Is IMRAN KHAN’s Downfall a Repeat of History…?

Newspaper headline: Death of Zulfikar Ali Bhutto, 1979

History is cyclical, they say.

Or, to quote George Lucas, “it’s like poetry, it rhymes.” 

That idea has been very much in mind as I’ve watched this Imran Khan saga and the degradation in Pakistan’s politics unfolding.

I examined the important details concerning Khan’s removal from office here: and, crucially, his allegation that the US was behind a conspiracy against his government.

What’s fascinating is how much this state of affairs echoes another key moment in Pakistan’s tumultuous and painful history: to see that there are certainly interesting resonances or parallels that can be drawn between those defining traumas in Pakistan’s history and the present state of affairs.


Zulfikar Ali Bhutto


Zulfikar Ali Bhutto remains Pakistan’s most popular leader to date: a figure whose judicial murder is still mourned by thousands every year in Pakistan.

Among other things, Bhutto had been unhappy about Pakistan’s relationship with the US and was pushing for the country to be more independent. In essence, Bhutto – who was more or less a secular leader and a moderniser, as well as a left-leaning politician pursuing policies centered on social justice – was committed to preventing Pakistan being a puppet state under foreign dominance.

We can see the echoes of this in Imran Khan’s recent statements about Pakistan not being the West’s “slave”. Khan, like Bhutto, has talked frequently about Pakistan being free to pursue its own foreign policies, for example: which was, again, a big part of why Khan recently refused to denounce Russia and why he chose to go to Moscow at what was – through Western eyes – the worst possible moment.

Suspicions have long existed in Pakistan that Bhutto’s removal from office – and his execution on the orders of the military dictator Zia-ul Haq – might’ve been at least tacitly sanctioned by the US.

Declassified CIA documents at the very least show that the US was fully aware of the likelihood of Bhutto being put to death.

All of this generation-defining crisis in Pakistan stemmed from Bhutto and the Pakistan People’s Party’s main opposition – primarily an alliance of conservative Islamist parties – refusing to accept Bhutto’s sweeping majority win in elections and accusing him therefore of vote-rigging. What ultimately followed, along with Bhutto being put to death by hanging in 1979, was years of martial law and military dictatorship.

It is worth noting, historically, that the dictatorship’s friendly disposition towards religious conservatives and fundamentalists was something that directly benefited the US in the Cold War: because the Pakistani military was the major facilitator of the Mujahideen holy war in Afghanistan against the Soviets, which was of course a major part of the US’s anti-Soviet policy at that time.

•••••

WRITTEN TASK 1: Find every line in the records that contains the string "field", and copy each of those lines. Matches are case-sensitive.

•••••

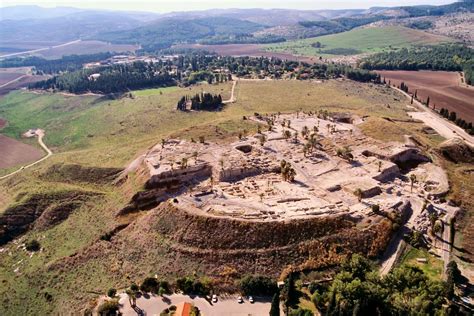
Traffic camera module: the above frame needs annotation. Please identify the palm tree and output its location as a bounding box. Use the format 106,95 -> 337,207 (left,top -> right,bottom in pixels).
301,126 -> 309,137
410,173 -> 416,192
181,157 -> 188,169
354,188 -> 363,202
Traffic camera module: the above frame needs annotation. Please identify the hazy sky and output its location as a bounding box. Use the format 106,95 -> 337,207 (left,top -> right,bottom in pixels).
0,0 -> 455,12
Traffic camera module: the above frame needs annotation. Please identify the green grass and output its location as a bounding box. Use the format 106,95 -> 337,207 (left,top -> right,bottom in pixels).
265,26 -> 450,57
0,81 -> 420,315
133,87 -> 180,97
401,247 -> 443,280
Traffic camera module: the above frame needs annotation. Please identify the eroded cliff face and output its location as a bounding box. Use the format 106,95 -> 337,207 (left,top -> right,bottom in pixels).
52,201 -> 392,278
0,191 -> 99,245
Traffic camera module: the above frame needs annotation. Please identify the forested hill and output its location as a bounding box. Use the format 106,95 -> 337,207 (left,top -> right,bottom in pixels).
31,52 -> 380,94
96,17 -> 283,49
359,45 -> 474,85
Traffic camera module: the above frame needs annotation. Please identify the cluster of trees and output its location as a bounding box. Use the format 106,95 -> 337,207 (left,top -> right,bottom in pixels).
30,51 -> 380,94
439,108 -> 474,135
240,275 -> 278,296
299,15 -> 388,35
177,93 -> 222,111
311,255 -> 456,315
176,277 -> 211,295
30,62 -> 176,94
398,79 -> 408,93
280,160 -> 296,182
0,52 -> 112,75
359,44 -> 474,84
345,68 -> 382,83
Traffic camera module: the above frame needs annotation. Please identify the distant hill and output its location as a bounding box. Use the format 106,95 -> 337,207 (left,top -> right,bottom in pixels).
0,11 -> 150,43
0,5 -> 84,20
95,17 -> 265,49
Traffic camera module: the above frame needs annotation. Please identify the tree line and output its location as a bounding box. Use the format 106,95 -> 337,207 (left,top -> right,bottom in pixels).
176,93 -> 223,111
359,44 -> 474,85
30,52 -> 380,94
0,52 -> 113,75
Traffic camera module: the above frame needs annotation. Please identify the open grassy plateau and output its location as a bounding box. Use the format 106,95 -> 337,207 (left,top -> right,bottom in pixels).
0,80 -> 474,315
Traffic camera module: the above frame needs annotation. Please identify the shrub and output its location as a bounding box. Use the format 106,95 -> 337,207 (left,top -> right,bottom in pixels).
240,275 -> 277,296
25,239 -> 41,251
140,278 -> 160,293
98,300 -> 119,316
107,288 -> 117,297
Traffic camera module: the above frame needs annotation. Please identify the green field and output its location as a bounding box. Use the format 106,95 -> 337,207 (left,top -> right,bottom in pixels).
0,80 -> 454,315
265,26 -> 450,57
401,247 -> 443,280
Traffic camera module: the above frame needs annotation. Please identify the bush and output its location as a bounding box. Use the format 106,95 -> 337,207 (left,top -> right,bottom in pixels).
240,275 -> 278,296
25,239 -> 41,251
176,277 -> 210,295
107,288 -> 117,297
98,300 -> 119,316
140,278 -> 160,294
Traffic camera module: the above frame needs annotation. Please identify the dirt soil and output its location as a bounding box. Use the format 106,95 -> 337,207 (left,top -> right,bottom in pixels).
378,71 -> 474,122
0,135 -> 44,168
173,44 -> 318,63
0,75 -> 48,97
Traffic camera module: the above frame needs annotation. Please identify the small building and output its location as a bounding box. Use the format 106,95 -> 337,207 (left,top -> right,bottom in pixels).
174,302 -> 193,316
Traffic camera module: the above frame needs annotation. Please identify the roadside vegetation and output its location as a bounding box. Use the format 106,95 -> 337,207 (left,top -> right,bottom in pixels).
266,26 -> 450,58
360,45 -> 474,84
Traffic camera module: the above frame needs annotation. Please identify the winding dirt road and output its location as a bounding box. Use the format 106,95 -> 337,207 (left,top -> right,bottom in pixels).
391,87 -> 474,146
0,129 -> 53,180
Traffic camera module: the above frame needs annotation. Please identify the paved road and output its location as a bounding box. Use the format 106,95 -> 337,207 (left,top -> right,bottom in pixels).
119,293 -> 271,316
0,40 -> 81,58
0,129 -> 53,180
392,87 -> 474,146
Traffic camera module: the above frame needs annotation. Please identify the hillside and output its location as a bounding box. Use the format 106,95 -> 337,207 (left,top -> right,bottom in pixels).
266,26 -> 451,57
95,17 -> 270,49
0,11 -> 148,44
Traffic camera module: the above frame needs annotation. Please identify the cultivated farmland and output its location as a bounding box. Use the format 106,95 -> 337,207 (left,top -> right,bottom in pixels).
266,26 -> 452,58
378,71 -> 474,122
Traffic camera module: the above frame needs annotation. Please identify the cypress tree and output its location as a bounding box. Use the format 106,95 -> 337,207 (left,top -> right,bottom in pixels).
270,291 -> 280,316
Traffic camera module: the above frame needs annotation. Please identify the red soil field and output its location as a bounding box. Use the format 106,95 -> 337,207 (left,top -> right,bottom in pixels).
173,44 -> 318,63
0,134 -> 44,168
378,71 -> 474,123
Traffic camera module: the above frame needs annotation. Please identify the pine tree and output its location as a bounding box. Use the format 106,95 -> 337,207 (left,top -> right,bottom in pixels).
270,291 -> 280,316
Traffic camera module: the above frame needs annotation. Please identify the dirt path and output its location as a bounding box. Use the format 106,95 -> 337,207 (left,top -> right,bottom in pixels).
392,87 -> 474,146
0,129 -> 53,180
0,40 -> 81,58
380,197 -> 423,275
119,293 -> 271,316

•••••

WRITTEN TASK 2: In the piece on Imran Khan's downfall, on whose orders was Zulfikar Ali Bhutto executed?

SOLUTION 1:
Traffic camera module: the above frame needs annotation. Please identify the green field and output its location as a bounding box. Use the format 106,95 -> 337,207 (left,top -> right,bottom in pixels).
Traffic camera module: the above frame needs annotation. Please identify the red soil field and output its location as a bounding box. Use the format 106,95 -> 337,207 (left,top -> right,bottom in pixels).

SOLUTION 2: He was executed on the orders of the military dictator Zia-ul Haq.